**REQUIRED WORK:** Once you have read the records below, print them again exactly as they stand.

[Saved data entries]
==========

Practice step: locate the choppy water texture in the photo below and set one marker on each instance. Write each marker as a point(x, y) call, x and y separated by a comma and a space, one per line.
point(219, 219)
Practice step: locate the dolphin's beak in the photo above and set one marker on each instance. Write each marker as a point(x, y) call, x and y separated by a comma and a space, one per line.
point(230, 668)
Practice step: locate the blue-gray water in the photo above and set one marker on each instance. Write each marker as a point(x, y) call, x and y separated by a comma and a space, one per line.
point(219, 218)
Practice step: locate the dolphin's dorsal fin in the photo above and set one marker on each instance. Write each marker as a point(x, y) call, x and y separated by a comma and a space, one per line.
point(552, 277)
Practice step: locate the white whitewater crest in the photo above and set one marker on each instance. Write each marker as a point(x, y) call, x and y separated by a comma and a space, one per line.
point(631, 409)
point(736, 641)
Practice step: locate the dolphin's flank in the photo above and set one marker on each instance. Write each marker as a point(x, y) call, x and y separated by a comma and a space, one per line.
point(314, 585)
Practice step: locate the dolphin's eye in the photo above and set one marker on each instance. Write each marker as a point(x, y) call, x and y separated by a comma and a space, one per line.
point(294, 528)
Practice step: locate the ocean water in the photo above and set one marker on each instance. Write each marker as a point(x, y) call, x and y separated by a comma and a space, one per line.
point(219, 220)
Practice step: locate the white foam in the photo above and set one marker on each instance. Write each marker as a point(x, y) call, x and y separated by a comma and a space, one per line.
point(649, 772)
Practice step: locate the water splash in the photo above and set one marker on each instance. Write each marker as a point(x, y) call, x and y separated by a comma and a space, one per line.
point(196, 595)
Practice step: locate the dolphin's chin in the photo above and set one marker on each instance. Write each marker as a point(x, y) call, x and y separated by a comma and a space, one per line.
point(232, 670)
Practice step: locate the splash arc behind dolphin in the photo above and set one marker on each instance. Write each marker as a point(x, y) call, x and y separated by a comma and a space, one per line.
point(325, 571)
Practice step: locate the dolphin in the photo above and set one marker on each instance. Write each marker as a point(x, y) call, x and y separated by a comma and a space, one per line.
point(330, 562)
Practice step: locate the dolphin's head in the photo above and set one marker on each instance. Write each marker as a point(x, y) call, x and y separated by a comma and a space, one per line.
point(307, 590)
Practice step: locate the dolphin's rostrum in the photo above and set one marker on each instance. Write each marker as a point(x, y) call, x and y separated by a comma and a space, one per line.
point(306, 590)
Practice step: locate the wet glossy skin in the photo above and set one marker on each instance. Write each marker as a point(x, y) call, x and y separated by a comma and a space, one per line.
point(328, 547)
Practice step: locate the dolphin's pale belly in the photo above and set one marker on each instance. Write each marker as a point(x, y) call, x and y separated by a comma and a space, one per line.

==========

**SOLVED EXERCISE:**
Practice step: locate the choppy water texture in the photo below and set one marker on each instance. Write each marker as a point(x, y) call, x and y separated by a comma and a space, one per line.
point(219, 219)
Practice step: locate the dolphin's beak in the photo above and set one marker on each instance. Write each marker as a point(x, y) call, x and y separated by a comma and a space, one per line.
point(230, 668)
Practice step: locate the blue-gray water in the photo above and set one marker on each instance. Write each marker as a point(x, y) call, x and y separated by a comma and a space, one per line.
point(219, 218)
Practice step: locate the dolphin's dorsal fin in the photo above and set one marker on each instance. Write each marker as a point(x, y) call, x and y separated by a comma and a space, one per line.
point(552, 277)
Practice step: locate the white whitewater crest in the photo above and set one marker on each instance. Write each marker as a point(x, y) call, x and y separated by a comma and a space, one per line.
point(631, 409)
point(736, 641)
Practice step: locate the dolphin's flank in the photo above and set one marker on each instance. Write each marker as a point(x, y) call, x and y separated by a comma and a space, one per line.
point(314, 585)
Practice step: locate the dolphin's eye in the photo above and set one marker on each instance. Write each marker as a point(x, y) call, x and y separated by a comma and a space, one per line.
point(294, 528)
Practice step: locate the ocean water in the photo above and set one marker on each instance. Write each marker as a point(x, y) call, x and y separated by a comma and a space, one per line.
point(219, 220)
Practice step: locate the white foam in the photo above and set one marker on each instance. Write each marker as a point(x, y) call, x and y separated by a comma and a space, one per line.
point(649, 772)
Practice step: locate the water splash in the photo above and set one marker on each instance. Write each marker as a point(x, y) call, x and y separated by a comma and a space, one per line.
point(196, 595)
Practice step: locate the dolphin's chin in the photo above and set one marker on each instance. Write each marker as a point(x, y) call, x and y separated by a comma and a space, one per line.
point(232, 670)
Practice step: locate the splash arc behind dolphin in the photo above and set one marker on each instance. Write each marker as a point(x, y) call, x and y separated by a comma and a space, one per line.
point(325, 571)
Practice step: locate the dolphin in the photo above and set one marker on each instance. Write each marker as a point(x, y) call, x and y separated by a comma and a space, one per line.
point(330, 562)
Practice step: locate the dolphin's head in the photo above and set one marker on each instance. Write each marker as a point(x, y) call, x and y separated by a comma and a space, one per line.
point(307, 590)
Practice step: locate the dolphin's rostrum in the photo above and set one marker on each instance. Write each marker as a point(x, y) call, x and y separated by a comma and a space, one per line.
point(306, 590)
Practice step: locate the wet glossy skin in the photo above and set one marker on each instance. Write each marker as a point(x, y) call, x and y separated by a comma and a space, one per line.
point(328, 547)
Practice step: locate the dolphin's pale belly in the photo above and set one marker on each instance. Write each marker as a point(x, y) call, x and y separated by a comma and a space, one per line.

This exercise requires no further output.